▶ **Documento**:
—————
Reflexiones en las fronteras de la cultura y la ciencia, la filosofía y la literatura, la melancolía y la esperanza
domingo, 15 de septiembre de 2013
El león en invierno
Creo, con muchos otros (otras: Melanie Klein), que la gran aportación de Freud y el psicoanálisis es la idea de que las estructuras de la personalidad y la cultura son el resultado del esfuerzo por aplacar la angustia, emoción básica humana de la que surgen todas las demás. Los filósofos existencialistas explotaron mucho esta idea pero, desde mi punto de vista, de una forma equivocada. Desde su perspectiva egocéntrica, pensaban que la angustia se produce por el saber que el ser humano muere, que es un ser-para-la-muerte. Es la teoría de la angustia como miedo a la pérdida del yo. Es una teoría radicalmente desatinada: la angustia nace del miedo a la pérdida del otro, a la separación radical (quizá eso explique que los existencialistas estuvieran tan enfrentados con el psicoanálisis).
Las emociones y la cultura son la respuesta al miedo a la soledad. La amistad, el amor, la confianza, el reconocimiento, el honor y el prestigio, son emociones que tratan de paliar la angustia. La pareja, la familia, la tribu, la banda, el partido, el club, la academia, son las instituciones donde se cultivan estas emociones paliativas. La educación sentimental que se da en todas estas formas culturales define trayectorias en las que se construyen biografías que a veces son radicalmente erróneas, sendas que yerran los modos de acompañarnos en el tiempo de la vida. Porque morir no es algo tan complicado ni difícil. Nos pasa a todos en algún momento. Lo horroroso es morir en soledad. No la soledad contingente de quien ha quedado aislado en el espacio y el tiempo. No es la soledad del secuestrado, de la celda, el hospital, la residencia o la batalla. No es la falta de la cercanía física de los otros, sino la pérdida de su compañía vital. Eso es lo temible de la vida. Que la muerte llegue en soledad. Los afectos tienen largos los brazos y superan el tiempo y el espacio, y aunque el cuerpo esté solo, no lo está la vida si los otros están allí en la distancia.
La compañía, ¡ay!, como el sueño, desgraciadamente, es un subproducto. No se obtiene buscándola sino dejándose estar en la vida. Como bien sabe el insomne, el descanso llega cuando uno deja de buscar el sueño. Es por eso por lo que, a pesar de lo cervantino que soy, considero que la gran figura de la modernidad no es Don Quijote sino Don Juan. Es la imagen en negro del sujeto moderno: vive de su seducción para descubrir al final su soledad radical. Su figura arrogante de conquistador es la máscara de quien vive con miedo absoluto y por ello muere mil veces. Don Juan equivoca su vida porque intenta paliar su soledad con la atracción.
—————
▶ **Sección de datos**:
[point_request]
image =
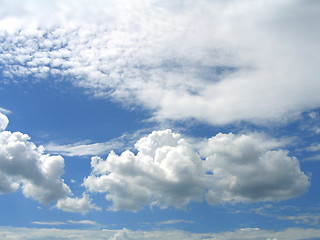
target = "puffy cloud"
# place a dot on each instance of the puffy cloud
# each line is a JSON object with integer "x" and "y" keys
{"x": 241, "y": 234}
{"x": 165, "y": 171}
{"x": 168, "y": 171}
{"x": 246, "y": 169}
{"x": 76, "y": 204}
{"x": 3, "y": 122}
{"x": 215, "y": 61}
{"x": 24, "y": 164}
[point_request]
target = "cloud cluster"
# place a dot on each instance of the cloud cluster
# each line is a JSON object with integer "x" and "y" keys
{"x": 168, "y": 171}
{"x": 214, "y": 61}
{"x": 24, "y": 164}
{"x": 125, "y": 234}
{"x": 76, "y": 204}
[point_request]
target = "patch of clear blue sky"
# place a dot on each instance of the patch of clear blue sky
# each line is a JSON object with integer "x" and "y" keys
{"x": 60, "y": 111}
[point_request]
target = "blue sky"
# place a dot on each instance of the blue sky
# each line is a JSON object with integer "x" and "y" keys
{"x": 159, "y": 120}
—————
Continúa el ensayo sobre la angustia y la soledad a partir de su última frase. Los registros son un material aparte, sin relación con el ensayo.

Pensaba esta mañana, paseando por el cerro de Garabitas, un lugar funerario de la España contemporánea donde las reminiscencias invaden el espacio y el paisaje, en cuánto donjuanismo ha constituido las trayectorias vitales de la cultura moderna. Pensaba en biografías de filósofos y escritores que equivocaron el camino por miedo a la soledad. Se convirtieron en adictos al reconocimiento sin saber que, como la paloma, por ir al norte iban al sur, creyeron que el trigo era el agua. Y en su otoño e invierno todo fue soledad y derrota.
Pensaba en Heidegger, encerrado en su cabaña de invierno en la posguerra, viviendo la derrota de lo que había sido el referente imaginario de su metafísica, rodeado de los fantasmas de los amigos a los que había traicionado: Husserl, Jaspers, Hanna Arendt, convirtiendo su soledad en una filosofía de la desesperanza y el silencio. Pensaba en Ortega, adicto a sus conferencias, sabiéndose ya incapaz de seducir a sus señoras y sabiéndose derrotado por su afán de notoriedad, encontrándose en Darmastadt con Heidegger, quien había escrito lo que él podría haber escrito si no se hubiese dedicado a ser famoso, reconociendo la oscuridad de su otoño y deprimiéndose en sus ultimidades. Pensaba en Russell, incapaz de amar, incapaz de reconocer que Wittgenstein había cavado mucho más hondo que él, incapaz de saber cuál era su lugar en el mundo, convertido en conferencista internacional, cada vez más adicto al discurso enfático y cada vez más alejado de sus hijos, esposas y amigos, cada vez más perseguido por el fantasma de la locura. Pensaba en Sartre, enfoscado entre sábanas sucias y alcohol en sus últimos tiempos. También rodeado de tantas traiciones, sarcasmos y heridas que había dejado en su esfuerzo por ser el Flaubert de la filosofía (con quien compartiría finalmente un destino de muerte perruna en soledad).
Se me hacían presentes todas las zonas erróneas de nuestras adiciones culturales a los remedios a la angustia. Como si estos donjuanismos de la carrera fuesen algo más elevado que el vino en la taberna y el mus de media tarde. Esta vista del Madrid posmoderno desde Garabitas, poblado de fantasmas, me sugerían estas divagaciones.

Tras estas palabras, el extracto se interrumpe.